> **EXERCISE OBJECTIVE**
Return only the lines starting at the line that contains "point: striped blanket" and ending with the final line of the listing; include both endpoints.

> **RECORDS TO USE**
^^^^^^^^

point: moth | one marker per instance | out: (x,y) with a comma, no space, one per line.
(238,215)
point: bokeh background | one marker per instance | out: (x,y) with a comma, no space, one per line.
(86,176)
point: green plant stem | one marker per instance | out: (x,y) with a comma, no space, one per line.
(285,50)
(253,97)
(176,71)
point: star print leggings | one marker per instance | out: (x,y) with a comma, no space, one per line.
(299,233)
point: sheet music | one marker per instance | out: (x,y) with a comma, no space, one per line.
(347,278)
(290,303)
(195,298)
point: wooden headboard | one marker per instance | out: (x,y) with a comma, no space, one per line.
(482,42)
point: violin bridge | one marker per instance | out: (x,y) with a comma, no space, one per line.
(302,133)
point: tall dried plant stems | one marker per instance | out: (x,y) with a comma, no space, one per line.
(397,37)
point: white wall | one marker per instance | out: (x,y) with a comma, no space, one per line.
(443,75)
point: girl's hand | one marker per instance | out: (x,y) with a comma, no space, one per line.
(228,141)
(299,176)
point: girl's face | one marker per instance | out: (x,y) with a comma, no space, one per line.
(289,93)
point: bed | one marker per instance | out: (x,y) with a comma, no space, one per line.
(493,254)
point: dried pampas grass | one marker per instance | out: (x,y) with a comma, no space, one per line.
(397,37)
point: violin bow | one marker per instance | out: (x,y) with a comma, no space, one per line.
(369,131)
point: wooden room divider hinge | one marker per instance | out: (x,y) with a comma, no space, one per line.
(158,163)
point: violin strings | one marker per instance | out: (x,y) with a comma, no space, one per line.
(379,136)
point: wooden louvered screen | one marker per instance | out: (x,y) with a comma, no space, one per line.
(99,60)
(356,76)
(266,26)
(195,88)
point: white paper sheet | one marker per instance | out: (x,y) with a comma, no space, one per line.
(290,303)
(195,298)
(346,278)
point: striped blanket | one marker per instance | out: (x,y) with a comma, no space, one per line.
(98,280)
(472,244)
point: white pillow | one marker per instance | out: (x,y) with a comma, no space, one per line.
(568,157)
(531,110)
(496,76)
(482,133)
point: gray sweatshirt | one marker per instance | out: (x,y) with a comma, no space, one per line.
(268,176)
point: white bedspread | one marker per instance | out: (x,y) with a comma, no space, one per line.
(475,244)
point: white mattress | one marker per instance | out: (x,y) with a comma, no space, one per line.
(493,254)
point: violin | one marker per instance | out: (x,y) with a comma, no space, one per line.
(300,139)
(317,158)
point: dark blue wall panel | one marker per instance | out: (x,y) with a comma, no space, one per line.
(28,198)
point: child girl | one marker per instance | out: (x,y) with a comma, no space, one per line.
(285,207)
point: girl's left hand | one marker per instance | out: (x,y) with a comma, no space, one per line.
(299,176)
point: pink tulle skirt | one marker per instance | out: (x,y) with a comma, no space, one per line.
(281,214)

^^^^^^^^

> **EXERCISE OUTPUT**
point: striped blanket | one marker per instance | out: (x,y) with a comma, no space, one per line.
(98,280)
(472,244)
point: white pillow | one marker per instance | out: (x,y) with a comma, no space, one per line.
(568,157)
(531,110)
(496,76)
(482,133)
point: gray sweatshirt | one marker per instance | out: (x,y) with a comma, no space, one per line.
(268,176)
point: white bedspread | one marker per instance | out: (x,y) with a comma, no space, one per line.
(475,244)
point: white mattress | one marker per instance | out: (x,y) with a comma, no space, one per line.
(493,254)
point: violin | one marker per instance | out: (x,y) with a comma, no space, one per line.
(300,139)
(317,158)
point: dark blue wall panel | one marker per instance | out: (x,y) with a comma, no space, one per line.
(28,198)
point: child girl | one marker per instance | out: (x,y) with a comma, no space, one per line.
(285,207)
point: girl's left hand | one marker per instance | out: (x,y) with a comma, no space, one per line.
(299,176)
point: pink tulle skirt | one marker per instance | out: (x,y) with a comma, no space, one per line.
(281,214)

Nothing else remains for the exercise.